-- PASSAGE TO READ follows --
Jon Grant, one of two candidates for the at-large city council Position 8, has a favored talking point that he pulls out at every opportunity: His opponent, Washington State Labor Council lobbyist Teresa Mosqueda, has taken a “maxed-out contribution from the developer who was one of the lead architects of the Grand Bargain.” The Grand Bargain was an agreement hammered out by the 28-member Housing Affordability and Livability Agenda committee, which included developers, nonprofit housing groups, social justice advocates, and planning experts, to require developers to build or fund affordable housing in new buildings. But it has become a kind of shorthand for selling out to developers among Seattle’s socialist-leaning left. Associating Mosqueda with the “developer architect of the Grand Bargain” is thus a way of implying she will compromise on goals like affordable housing if the developers who back her campaign tell her to do so. (“Maxed-out,” in the case of city council elections, means a contribution of $250.)
So who is this ominous deep-pocketed puppet master? Meet Maria Barrientos, principal of barrientos RYAN and one of the only women of color building affordable housing in Seattle. Barrientos—whose business partner is also a woman—integrates affordable housing into market-rate apartment buildings in dense urban areas (like this upcoming development in Pioneer Square), and is currently developing the city’s first Passivhaus-certified mixed-use apartment building on Capitol Hill.
I called Barrientos last week to get her reaction to Grant’s characterization of her and her work, and to find out more about why she’s supporting Mosqueda. Here’s what she had to say.
On why she supports Mosqueda:
I know her through her labor organizing work, mostly. She’s a friend. But more importantly, I like how she goes about listening to other people’s views on issues. I can honestly say I don’t agree with her on everything, but what I appreciate is any person in a public position that is able to listen and really understand the different sides of issues, weigh them respectfully, get the big picture about our city and what makes it work, which involves a dozen different things, and weigh that against the city’s visions and goals and what we’re trying to achieve. I really appreciate thoughtful people. You can’t be in a public position and be effective if you have only one small constituency.
I also maxed out with Lorena Gonzalez and Debora Juarez. I will always give to a woman of color.
-- PASSAGE TO READ concluded --
WHAT IS BEING ASKED → List the kinds of members that the article on the Seattle council race says sat on the 28-member Housing Affordability and Livability Agenda committee. The lines that come next are separate material, not part of the article on the Seattle council race.
-- MATERIAL SHOWN follows --
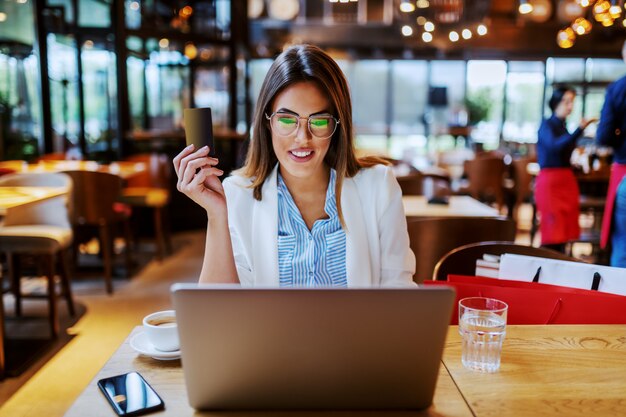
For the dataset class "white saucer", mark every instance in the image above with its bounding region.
[130,332,180,361]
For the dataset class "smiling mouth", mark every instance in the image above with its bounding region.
[289,151,313,158]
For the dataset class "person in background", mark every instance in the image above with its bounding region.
[535,86,594,252]
[596,42,626,266]
[174,45,415,287]
[611,177,626,268]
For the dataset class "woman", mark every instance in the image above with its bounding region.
[535,87,593,252]
[596,41,626,268]
[174,45,415,287]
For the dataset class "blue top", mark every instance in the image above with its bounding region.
[596,77,626,164]
[278,169,348,287]
[537,114,583,168]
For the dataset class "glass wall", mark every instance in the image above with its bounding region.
[502,61,545,142]
[48,33,80,152]
[0,1,41,160]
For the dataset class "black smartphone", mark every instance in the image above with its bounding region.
[183,107,215,156]
[98,372,165,416]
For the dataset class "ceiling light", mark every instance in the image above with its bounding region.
[518,0,533,14]
[400,0,415,13]
[183,42,198,59]
[609,4,622,19]
[556,27,576,49]
[572,17,591,35]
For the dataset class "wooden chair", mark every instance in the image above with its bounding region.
[0,173,75,338]
[120,153,172,260]
[465,155,506,214]
[432,241,582,281]
[396,172,424,195]
[407,217,516,283]
[66,171,131,294]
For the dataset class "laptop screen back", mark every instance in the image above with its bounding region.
[172,284,454,410]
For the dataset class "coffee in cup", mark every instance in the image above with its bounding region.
[143,310,180,352]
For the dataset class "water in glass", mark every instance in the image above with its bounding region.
[459,310,506,372]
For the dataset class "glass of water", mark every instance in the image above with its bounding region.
[459,297,509,372]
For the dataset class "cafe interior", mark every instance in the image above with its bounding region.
[0,0,626,416]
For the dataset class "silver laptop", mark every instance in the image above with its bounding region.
[172,284,455,410]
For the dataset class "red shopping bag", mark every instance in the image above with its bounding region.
[424,275,626,324]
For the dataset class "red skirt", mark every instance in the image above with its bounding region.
[600,164,626,249]
[535,168,580,245]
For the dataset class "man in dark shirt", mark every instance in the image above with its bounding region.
[596,42,626,266]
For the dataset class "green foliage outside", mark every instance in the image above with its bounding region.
[465,88,493,126]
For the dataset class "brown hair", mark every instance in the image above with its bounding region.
[237,45,387,227]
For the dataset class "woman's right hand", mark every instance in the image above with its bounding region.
[173,145,226,219]
[579,117,598,130]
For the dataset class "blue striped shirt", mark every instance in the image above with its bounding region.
[278,169,348,287]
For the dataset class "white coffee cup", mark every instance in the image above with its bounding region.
[143,310,180,352]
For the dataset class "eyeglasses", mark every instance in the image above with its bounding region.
[265,112,340,139]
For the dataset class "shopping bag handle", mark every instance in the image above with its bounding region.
[545,298,563,324]
[533,267,602,291]
[533,267,541,282]
[591,272,602,291]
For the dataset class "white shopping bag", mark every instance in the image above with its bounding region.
[498,253,626,295]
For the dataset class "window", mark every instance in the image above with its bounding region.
[465,61,507,148]
[502,61,545,142]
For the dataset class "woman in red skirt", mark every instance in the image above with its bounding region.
[535,86,594,252]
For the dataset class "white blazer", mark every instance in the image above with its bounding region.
[223,165,415,287]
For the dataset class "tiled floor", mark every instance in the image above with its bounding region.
[0,232,204,417]
[0,206,596,417]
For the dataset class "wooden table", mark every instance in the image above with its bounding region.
[0,161,147,179]
[444,325,626,417]
[402,196,500,217]
[0,186,65,217]
[66,325,626,417]
[65,326,472,417]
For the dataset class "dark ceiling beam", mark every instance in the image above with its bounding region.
[251,17,624,59]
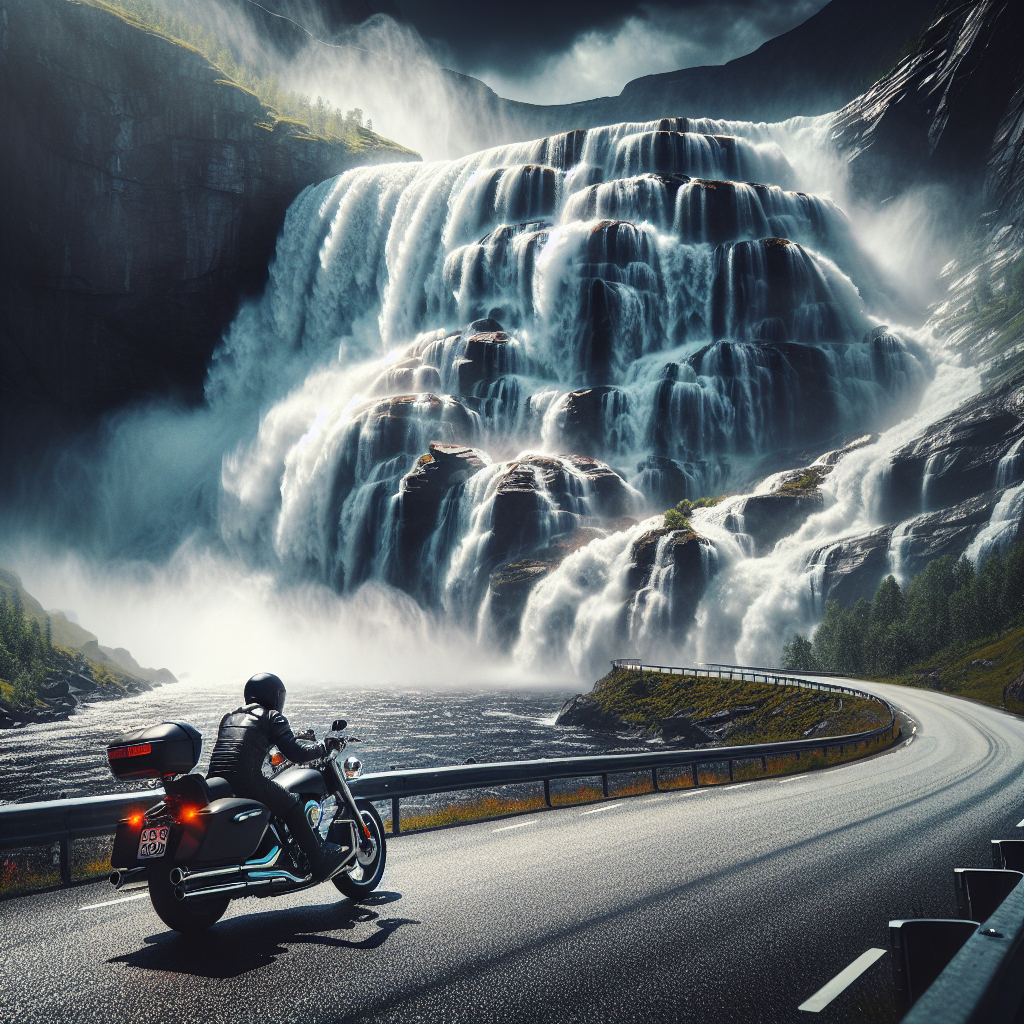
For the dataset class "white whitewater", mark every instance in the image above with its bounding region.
[195,119,994,676]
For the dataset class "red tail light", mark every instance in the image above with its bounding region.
[106,743,153,761]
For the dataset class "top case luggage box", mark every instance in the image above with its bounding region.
[106,722,203,779]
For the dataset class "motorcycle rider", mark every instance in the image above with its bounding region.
[209,672,345,882]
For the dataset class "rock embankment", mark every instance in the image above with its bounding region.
[555,669,888,749]
[0,0,415,413]
[0,567,177,729]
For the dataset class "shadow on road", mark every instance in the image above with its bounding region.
[108,892,420,978]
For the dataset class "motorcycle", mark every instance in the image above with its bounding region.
[106,719,387,934]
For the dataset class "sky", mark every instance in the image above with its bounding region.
[391,0,825,103]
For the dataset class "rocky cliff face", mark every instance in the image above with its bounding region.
[0,0,414,413]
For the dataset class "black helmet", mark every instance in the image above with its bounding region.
[245,672,285,712]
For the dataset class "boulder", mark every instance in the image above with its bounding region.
[627,526,716,636]
[660,711,715,746]
[398,441,490,564]
[489,559,554,649]
[555,693,635,733]
[810,526,893,607]
[487,454,633,565]
[564,455,634,519]
[735,477,824,555]
[457,331,516,395]
[562,384,630,452]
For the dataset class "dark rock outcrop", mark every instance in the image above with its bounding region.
[810,526,893,607]
[660,711,715,746]
[458,330,516,395]
[489,559,554,648]
[398,441,490,563]
[736,471,824,555]
[487,454,632,565]
[833,0,1024,225]
[627,526,716,636]
[555,693,636,733]
[419,0,935,153]
[883,374,1024,520]
[0,0,414,414]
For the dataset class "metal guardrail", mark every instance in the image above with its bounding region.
[889,860,1024,1024]
[0,659,899,885]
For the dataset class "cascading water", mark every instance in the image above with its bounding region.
[207,119,950,672]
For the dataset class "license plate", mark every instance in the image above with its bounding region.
[138,825,171,860]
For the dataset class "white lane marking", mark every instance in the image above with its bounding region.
[797,948,886,1014]
[79,892,150,910]
[580,804,623,817]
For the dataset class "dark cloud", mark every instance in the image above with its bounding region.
[397,0,825,79]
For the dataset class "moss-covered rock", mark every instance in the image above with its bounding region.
[0,0,415,413]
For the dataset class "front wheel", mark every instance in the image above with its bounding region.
[331,800,387,899]
[150,867,230,935]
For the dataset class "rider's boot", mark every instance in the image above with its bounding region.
[285,804,348,882]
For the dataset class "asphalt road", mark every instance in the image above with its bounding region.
[0,684,1024,1024]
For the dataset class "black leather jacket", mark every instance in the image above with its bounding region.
[209,705,327,778]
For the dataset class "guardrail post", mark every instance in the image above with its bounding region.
[58,839,71,886]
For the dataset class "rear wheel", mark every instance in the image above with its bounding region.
[331,800,387,899]
[150,867,230,935]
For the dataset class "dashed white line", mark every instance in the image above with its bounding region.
[490,818,537,831]
[580,804,623,817]
[797,949,886,1014]
[79,892,150,910]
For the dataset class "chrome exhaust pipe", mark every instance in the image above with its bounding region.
[174,871,312,900]
[171,846,281,886]
[109,867,150,892]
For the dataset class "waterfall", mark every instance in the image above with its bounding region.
[207,119,954,672]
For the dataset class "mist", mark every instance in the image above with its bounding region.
[6,541,565,689]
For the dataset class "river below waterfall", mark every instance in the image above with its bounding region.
[0,683,638,803]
-- MATERIAL SHOWN concluded --
EXERCISE SOLUTION →
- Developers
- Nonprofit housing groups
- Social justice advocates
- Planning experts